[Description of the task]
Could you update the material from the line containing "Practice step: find the nostril" through the end, replacing "seagull" with "gull" and leaving everything else unchanged?

[Input records]

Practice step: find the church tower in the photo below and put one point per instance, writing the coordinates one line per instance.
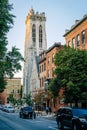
(35, 43)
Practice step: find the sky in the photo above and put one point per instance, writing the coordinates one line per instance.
(60, 15)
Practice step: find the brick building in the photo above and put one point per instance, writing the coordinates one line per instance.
(76, 37)
(46, 69)
(13, 87)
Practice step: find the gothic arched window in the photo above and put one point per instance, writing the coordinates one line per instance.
(34, 34)
(40, 36)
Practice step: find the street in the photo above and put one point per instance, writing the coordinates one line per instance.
(11, 121)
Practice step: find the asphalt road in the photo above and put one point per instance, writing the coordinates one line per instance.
(11, 121)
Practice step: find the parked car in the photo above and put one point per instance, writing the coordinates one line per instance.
(27, 112)
(9, 109)
(74, 118)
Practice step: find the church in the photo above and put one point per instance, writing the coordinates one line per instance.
(35, 43)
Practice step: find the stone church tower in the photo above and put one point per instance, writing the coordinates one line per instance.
(35, 43)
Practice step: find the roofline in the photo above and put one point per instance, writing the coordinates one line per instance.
(56, 44)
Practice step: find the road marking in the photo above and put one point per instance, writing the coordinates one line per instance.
(51, 127)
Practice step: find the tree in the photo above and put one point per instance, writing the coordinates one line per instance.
(71, 73)
(9, 60)
(28, 100)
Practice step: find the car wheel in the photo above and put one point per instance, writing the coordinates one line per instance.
(75, 127)
(60, 125)
(22, 116)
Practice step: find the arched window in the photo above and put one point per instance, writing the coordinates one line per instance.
(40, 36)
(34, 34)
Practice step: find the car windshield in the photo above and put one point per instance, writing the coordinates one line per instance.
(28, 108)
(79, 112)
(10, 107)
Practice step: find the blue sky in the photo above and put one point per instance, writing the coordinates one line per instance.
(60, 14)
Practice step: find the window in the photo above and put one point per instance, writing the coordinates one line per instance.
(69, 43)
(78, 40)
(53, 58)
(52, 72)
(83, 37)
(44, 66)
(40, 36)
(73, 42)
(34, 34)
(48, 73)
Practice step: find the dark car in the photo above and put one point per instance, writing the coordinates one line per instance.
(27, 112)
(74, 118)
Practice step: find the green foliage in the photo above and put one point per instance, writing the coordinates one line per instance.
(9, 61)
(71, 72)
(28, 100)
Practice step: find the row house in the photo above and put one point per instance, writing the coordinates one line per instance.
(76, 37)
(13, 87)
(46, 73)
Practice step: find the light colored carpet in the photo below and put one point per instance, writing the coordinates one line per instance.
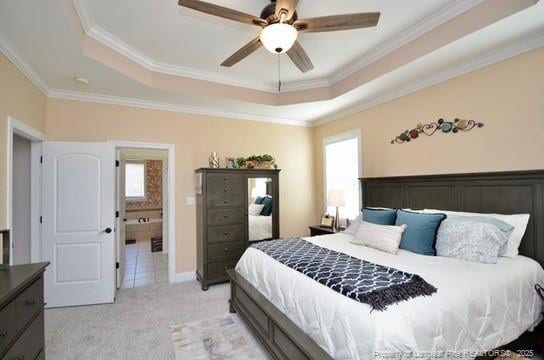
(136, 326)
(216, 338)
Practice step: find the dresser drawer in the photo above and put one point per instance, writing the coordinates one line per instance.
(223, 180)
(29, 302)
(225, 251)
(8, 325)
(225, 199)
(217, 270)
(225, 233)
(225, 216)
(30, 344)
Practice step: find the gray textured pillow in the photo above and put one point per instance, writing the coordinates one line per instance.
(469, 240)
(353, 226)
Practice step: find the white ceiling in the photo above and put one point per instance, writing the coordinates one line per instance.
(168, 34)
(38, 37)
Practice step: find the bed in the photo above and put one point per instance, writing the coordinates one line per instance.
(482, 308)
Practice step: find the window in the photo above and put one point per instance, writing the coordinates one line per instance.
(135, 181)
(342, 167)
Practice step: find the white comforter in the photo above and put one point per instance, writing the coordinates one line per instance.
(477, 306)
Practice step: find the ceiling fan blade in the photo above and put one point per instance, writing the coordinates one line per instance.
(244, 52)
(223, 12)
(286, 5)
(337, 22)
(299, 57)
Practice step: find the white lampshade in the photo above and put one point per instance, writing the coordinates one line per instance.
(278, 38)
(336, 198)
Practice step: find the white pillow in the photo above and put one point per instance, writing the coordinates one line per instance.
(382, 237)
(255, 209)
(518, 221)
(353, 226)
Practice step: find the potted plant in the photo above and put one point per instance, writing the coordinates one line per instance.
(265, 161)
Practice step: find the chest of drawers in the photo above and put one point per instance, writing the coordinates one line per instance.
(222, 219)
(21, 312)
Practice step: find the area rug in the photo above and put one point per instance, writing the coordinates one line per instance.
(217, 338)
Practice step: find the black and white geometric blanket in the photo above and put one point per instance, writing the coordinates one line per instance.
(376, 285)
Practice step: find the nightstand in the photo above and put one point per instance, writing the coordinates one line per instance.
(316, 230)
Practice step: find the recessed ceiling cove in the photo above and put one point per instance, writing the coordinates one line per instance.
(176, 48)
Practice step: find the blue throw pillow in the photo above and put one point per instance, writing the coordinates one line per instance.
(380, 216)
(420, 233)
(267, 209)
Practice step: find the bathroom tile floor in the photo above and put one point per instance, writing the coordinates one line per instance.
(143, 267)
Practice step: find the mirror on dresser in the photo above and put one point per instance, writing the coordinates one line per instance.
(260, 207)
(4, 248)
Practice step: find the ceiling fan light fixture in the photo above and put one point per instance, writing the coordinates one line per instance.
(278, 38)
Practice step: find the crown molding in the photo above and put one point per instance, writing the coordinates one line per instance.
(529, 43)
(156, 105)
(425, 25)
(428, 23)
(23, 67)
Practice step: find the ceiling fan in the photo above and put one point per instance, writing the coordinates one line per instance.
(281, 26)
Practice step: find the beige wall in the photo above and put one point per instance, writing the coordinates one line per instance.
(22, 101)
(195, 137)
(508, 97)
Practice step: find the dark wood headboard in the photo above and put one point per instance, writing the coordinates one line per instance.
(513, 192)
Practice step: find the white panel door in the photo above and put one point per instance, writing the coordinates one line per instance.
(78, 223)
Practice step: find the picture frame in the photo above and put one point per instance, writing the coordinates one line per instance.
(230, 163)
(327, 221)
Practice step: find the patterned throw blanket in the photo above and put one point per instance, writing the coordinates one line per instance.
(376, 285)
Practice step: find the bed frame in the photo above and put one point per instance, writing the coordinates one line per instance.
(500, 192)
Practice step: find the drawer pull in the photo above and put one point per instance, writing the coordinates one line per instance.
(31, 302)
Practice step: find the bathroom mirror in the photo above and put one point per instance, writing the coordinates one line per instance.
(260, 208)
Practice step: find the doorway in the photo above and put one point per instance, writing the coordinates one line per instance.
(153, 260)
(24, 174)
(20, 209)
(143, 235)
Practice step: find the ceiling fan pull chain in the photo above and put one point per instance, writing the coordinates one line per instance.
(279, 72)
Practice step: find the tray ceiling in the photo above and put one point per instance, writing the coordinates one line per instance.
(155, 54)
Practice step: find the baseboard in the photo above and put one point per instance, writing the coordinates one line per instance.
(186, 276)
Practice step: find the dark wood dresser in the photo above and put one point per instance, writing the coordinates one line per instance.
(21, 312)
(222, 218)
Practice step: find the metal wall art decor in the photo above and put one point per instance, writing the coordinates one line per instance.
(441, 125)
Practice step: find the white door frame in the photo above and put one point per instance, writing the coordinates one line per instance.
(171, 195)
(16, 127)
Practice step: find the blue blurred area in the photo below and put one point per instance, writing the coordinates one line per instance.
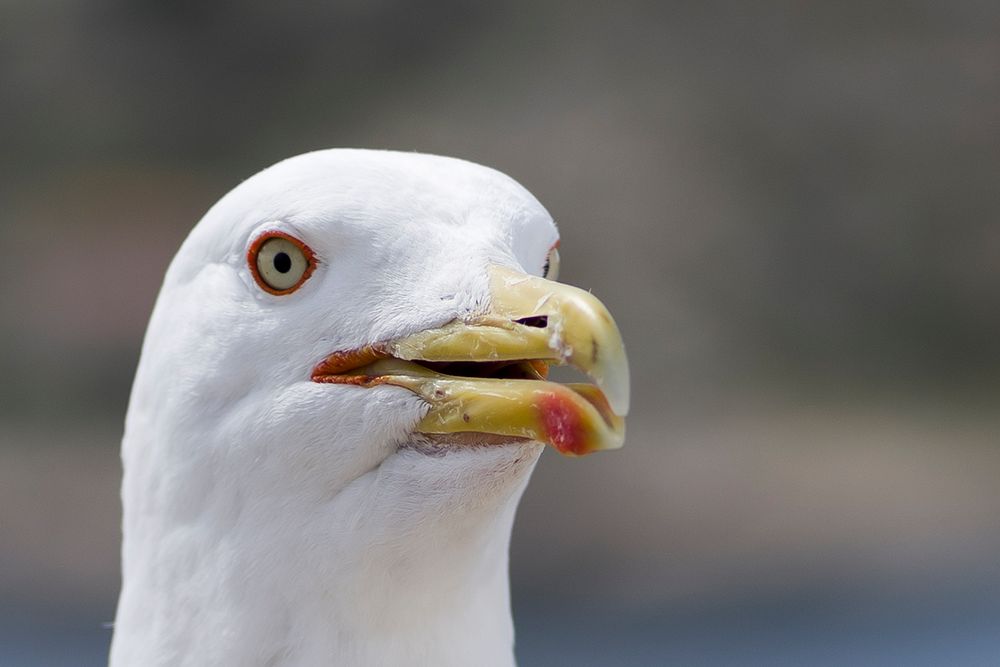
(958, 630)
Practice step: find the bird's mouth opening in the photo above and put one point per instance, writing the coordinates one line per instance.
(487, 375)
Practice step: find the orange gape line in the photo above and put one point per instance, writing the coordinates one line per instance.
(347, 360)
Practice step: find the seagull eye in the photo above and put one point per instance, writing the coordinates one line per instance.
(551, 270)
(280, 263)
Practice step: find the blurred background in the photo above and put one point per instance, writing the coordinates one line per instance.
(792, 209)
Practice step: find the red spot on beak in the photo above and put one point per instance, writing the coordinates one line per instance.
(562, 424)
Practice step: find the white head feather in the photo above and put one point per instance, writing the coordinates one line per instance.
(273, 520)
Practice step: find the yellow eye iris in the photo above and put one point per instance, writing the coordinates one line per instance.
(551, 270)
(280, 263)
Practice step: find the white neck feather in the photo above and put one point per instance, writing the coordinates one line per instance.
(385, 572)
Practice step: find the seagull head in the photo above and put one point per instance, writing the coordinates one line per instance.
(341, 396)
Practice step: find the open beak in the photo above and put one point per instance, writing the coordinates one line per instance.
(487, 374)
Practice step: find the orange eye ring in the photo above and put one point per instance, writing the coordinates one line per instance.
(280, 263)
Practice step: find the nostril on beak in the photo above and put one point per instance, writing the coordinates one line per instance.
(537, 321)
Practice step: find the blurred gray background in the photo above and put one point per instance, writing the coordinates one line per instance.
(790, 207)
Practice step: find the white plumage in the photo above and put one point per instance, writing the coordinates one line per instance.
(271, 519)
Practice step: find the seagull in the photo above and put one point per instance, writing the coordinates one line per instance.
(341, 396)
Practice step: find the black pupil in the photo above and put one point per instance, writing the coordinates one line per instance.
(282, 262)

[Finished answer]
Practice step: find the nostril on beak in the photo above and put one point per instance, writing the coordinates one line per instance.
(537, 321)
Practice step: find the blurred gray background in the photo above and put one point per instance, writing the coordinates one line per instance.
(790, 207)
Practice step: find the white plumage in the photo above and put one point per instance, writing the coordinates one line per instance.
(271, 519)
Practice step: find the gull in the photo above and put one point per instance, writing the coordinates one line per instance.
(341, 396)
Practice step: find the black pupil in the photo above and put one point per instance, writing the coordinates one line per instance.
(282, 262)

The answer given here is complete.